**WHAT TO PRODUCE:** In the passage about CSA crops, what did "soon" mean to a restaurant chef?

**PAGE EXTRACT:**

►

Maybe you have four crops of yellow squash, and if only one crop fails, your CSA members may never know. Or if the early romaine lettuce is not even harvested since it bolts early, your green leaf and red butter lettuces will fill the gap. But if the failure is a crop that takes all season to grow and you only have it planted once – it can be a financial loss, potentially a lot of wasted work, and is downright discouraging. While year after year, we always seem to fill the CSA bags, sharing in the risks of the growing season is the true nature of the CSA model, along with reaping the benefit of the bounty. Perhaps without even realizing it, you have done both this year.
Cooler Days, Where are the Fall Crops?
When we first started selling produce to restaurant chefs, we quickly learned to not get them too excited too soon about an upcoming new item. We might be thinking that our sweet potatoes would be ready soon, as they take the entire season to grow, and “soon” meant just a few more weeks. As we saw the chef maybe only once a week, he or she had many shifts in the kitchen, prepared many plates, and handled lots of produce between our visits to the back door. “Soon” to the chef meant next delivery.
It is a similar situation for the cooler weather crops like lettuces and spinach. Spinach is a plant (like carrots) that takes the seed many days to germinate, and a couple more to make its way through the soil to daylight. It is a slow grower early-on and is often out-competed by weed plants unless they are attended to promptly. Lettuce is much faster to get going, but much like spinach, it does not like the summer heat.

◄

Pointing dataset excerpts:
►

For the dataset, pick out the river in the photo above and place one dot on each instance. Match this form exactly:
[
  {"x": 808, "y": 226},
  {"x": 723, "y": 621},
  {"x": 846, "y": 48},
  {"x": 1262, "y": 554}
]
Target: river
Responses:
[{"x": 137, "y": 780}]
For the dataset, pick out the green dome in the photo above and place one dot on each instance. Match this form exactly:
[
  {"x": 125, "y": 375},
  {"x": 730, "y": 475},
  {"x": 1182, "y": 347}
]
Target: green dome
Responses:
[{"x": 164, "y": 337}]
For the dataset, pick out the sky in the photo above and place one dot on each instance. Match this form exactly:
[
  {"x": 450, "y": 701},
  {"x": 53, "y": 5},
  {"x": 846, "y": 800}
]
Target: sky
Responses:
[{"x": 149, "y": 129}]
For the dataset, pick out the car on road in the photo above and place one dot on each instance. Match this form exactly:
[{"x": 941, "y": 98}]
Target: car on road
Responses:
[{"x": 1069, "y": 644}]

◄

**COMPLETED TASK:** The next delivery.